Goal: What follows are records. Restate all of them word for word.

────────────────────

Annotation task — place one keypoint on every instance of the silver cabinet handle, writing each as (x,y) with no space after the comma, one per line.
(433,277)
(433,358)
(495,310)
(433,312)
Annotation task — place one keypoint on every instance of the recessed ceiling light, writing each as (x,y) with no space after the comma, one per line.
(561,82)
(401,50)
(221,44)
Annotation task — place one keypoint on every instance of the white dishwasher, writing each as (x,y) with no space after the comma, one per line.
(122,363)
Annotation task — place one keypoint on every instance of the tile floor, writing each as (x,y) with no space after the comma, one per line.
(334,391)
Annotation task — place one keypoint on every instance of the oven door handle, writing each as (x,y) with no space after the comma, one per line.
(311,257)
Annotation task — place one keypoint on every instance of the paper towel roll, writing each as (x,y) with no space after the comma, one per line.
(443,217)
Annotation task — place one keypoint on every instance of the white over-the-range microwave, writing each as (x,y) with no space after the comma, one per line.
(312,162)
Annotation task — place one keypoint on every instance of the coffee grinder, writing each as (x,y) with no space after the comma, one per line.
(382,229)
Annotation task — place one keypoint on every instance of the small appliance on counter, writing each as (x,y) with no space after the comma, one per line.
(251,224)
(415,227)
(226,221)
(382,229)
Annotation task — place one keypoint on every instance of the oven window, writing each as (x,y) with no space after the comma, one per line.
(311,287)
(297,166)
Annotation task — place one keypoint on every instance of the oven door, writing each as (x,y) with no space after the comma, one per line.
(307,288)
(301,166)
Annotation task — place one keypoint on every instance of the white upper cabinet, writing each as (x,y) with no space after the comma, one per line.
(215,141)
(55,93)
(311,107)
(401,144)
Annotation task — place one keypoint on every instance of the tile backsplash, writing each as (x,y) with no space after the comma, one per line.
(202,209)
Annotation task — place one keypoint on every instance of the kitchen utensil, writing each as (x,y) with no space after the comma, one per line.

────────────────────

Expected output:
Annotation task — place one keypoint on every instance of the silver cabinet handle, writing each as (x,y) with no space after the comma, one per line.
(433,277)
(433,358)
(495,310)
(433,312)
Annotation task — place one keypoint on every instance of the recessed ceiling light, writing each as (x,y) with no space after the comma, one per line.
(561,82)
(401,50)
(221,44)
Annotation task — place one keypoint on every instance of the white dishwasher, writing each as (x,y) with no space after the comma, one per line.
(122,363)
Annotation task — place one keypoint on every instance of the tile floor, writing each as (x,y) with no space after the comma, one per line.
(334,391)
Annotation task — place one keypoint on every instance of the oven door handle, writing each as (x,y) with no space after the comma, one per line.
(311,257)
Annotation task — place one keypoint on every instance of the paper towel roll, writing each as (x,y) with no space after the comma, one per line.
(443,217)
Annotation task — place one keypoint on every instance of the white over-the-range microwave, writing each as (x,y) with no space after the comma, one per line.
(312,162)
Annotation task — place one keypoint on every instance of the coffee grinder, writing each as (x,y) with no space after the comma, one per line.
(382,229)
Annotation task — place one keypoint on every instance of the small appliance on counter, writing each as (x,y) with no space after the comma, one per line.
(251,224)
(415,227)
(226,221)
(382,229)
Annotation task — place one keypoint on every instance of the oven window, writing each as (x,y) with no space after the comma, one per line.
(311,287)
(297,166)
Annotation task — place one keypoint on every instance of the oven door, writing each as (x,y) with no space after the comma, one per line.
(307,288)
(301,166)
Annotation task — place one keypoint on every instance of the white upper cabinet, writing each as (x,y) with no space after the comma, one per line.
(215,141)
(55,93)
(311,107)
(401,144)
Annotation task — place one keypoint on every instance of the tile backsplash, writing each as (x,y) with no space after the comma, one per line.
(202,209)
Annotation task — place one keypoint on every instance of the kitchen utensil, writing each as (x,y) with no space after the comma, one per line.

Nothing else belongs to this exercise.